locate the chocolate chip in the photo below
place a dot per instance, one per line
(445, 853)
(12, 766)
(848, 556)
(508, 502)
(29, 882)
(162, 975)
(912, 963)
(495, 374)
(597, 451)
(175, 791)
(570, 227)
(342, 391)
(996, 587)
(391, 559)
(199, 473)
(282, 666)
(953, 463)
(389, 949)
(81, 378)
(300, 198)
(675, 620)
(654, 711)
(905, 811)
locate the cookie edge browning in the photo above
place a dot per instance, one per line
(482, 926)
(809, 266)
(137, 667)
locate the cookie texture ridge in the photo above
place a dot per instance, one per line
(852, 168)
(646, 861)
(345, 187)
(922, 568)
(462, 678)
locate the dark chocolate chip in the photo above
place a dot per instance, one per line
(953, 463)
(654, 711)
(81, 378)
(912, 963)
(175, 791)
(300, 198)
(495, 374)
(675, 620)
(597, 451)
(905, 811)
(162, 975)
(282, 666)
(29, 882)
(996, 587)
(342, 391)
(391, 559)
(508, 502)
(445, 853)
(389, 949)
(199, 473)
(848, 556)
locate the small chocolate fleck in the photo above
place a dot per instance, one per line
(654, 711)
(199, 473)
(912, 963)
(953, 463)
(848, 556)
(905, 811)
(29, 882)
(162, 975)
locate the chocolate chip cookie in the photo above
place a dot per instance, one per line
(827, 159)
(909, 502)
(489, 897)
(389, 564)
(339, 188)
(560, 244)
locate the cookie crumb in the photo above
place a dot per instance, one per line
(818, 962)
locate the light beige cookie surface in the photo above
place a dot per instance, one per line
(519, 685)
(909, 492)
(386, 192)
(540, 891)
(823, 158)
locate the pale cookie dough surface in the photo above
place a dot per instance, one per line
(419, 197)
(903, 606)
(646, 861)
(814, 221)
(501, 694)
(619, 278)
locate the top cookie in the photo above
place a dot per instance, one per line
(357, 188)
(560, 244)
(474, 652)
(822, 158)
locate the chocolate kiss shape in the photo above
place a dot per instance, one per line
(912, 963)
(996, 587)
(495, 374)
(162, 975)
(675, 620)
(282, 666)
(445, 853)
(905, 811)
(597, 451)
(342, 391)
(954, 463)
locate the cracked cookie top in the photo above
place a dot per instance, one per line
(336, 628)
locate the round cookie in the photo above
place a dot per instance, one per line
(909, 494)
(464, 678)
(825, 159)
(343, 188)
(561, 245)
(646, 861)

┄┄┄┄┄┄

**Task prompt:** Copy all of the rows above word for word, with every line unchanged.

**Reply:**
locate the chocolate chip in the photo below
place a dot per instance, one per line
(445, 853)
(12, 766)
(848, 556)
(508, 502)
(29, 882)
(162, 975)
(912, 963)
(495, 374)
(597, 451)
(175, 791)
(570, 227)
(342, 391)
(996, 587)
(391, 559)
(199, 473)
(282, 666)
(953, 463)
(389, 949)
(81, 378)
(300, 198)
(675, 620)
(654, 711)
(905, 811)
locate the cookie edge browning in the photo above
place a dot per instance, one per line
(482, 926)
(809, 266)
(137, 667)
locate the cookie texture ridge in the photo above
place a dot per instance, one per line
(852, 168)
(646, 861)
(345, 187)
(922, 568)
(462, 678)
locate the dark chocolate chip in the photo above
place a dot per instance, one per line
(953, 463)
(654, 711)
(81, 378)
(912, 963)
(175, 791)
(300, 198)
(495, 374)
(675, 620)
(597, 451)
(905, 811)
(162, 975)
(282, 666)
(29, 882)
(996, 587)
(342, 391)
(391, 559)
(508, 502)
(445, 853)
(389, 949)
(199, 473)
(848, 556)
locate the small chocolate fleck in the photo above
place a dot per instance, one per line
(654, 711)
(199, 473)
(912, 963)
(953, 463)
(848, 556)
(905, 811)
(29, 882)
(162, 975)
locate the chocolate chip cookie in the photo above
place a dot per instance, one per line
(827, 159)
(909, 502)
(489, 897)
(389, 564)
(339, 188)
(560, 244)
locate the cookie crumb in the photo above
place a dot per instance, one per line
(818, 962)
locate the light beige cookie surface in the photo above
place a dot per instance, one per line
(519, 685)
(909, 492)
(386, 192)
(540, 891)
(823, 158)
locate the pale cookie dough surface in the photo above
place a dot per instance, one per line
(419, 197)
(903, 606)
(646, 861)
(814, 221)
(501, 694)
(619, 278)
locate the top cookie in the photo above
place a dot per instance, one per line
(357, 188)
(560, 244)
(474, 652)
(822, 158)
locate the chocolate kiss shape in the photo above
place a dot per instance, one per line
(912, 963)
(996, 587)
(495, 374)
(162, 975)
(675, 620)
(282, 666)
(445, 853)
(905, 811)
(597, 451)
(342, 391)
(954, 463)
locate the cracked cookie top in the photo above
place a dot per instance, one per line
(336, 628)
locate the round cookie in the photo above
place a dot per instance, one per line
(909, 494)
(464, 678)
(825, 159)
(343, 188)
(561, 245)
(646, 861)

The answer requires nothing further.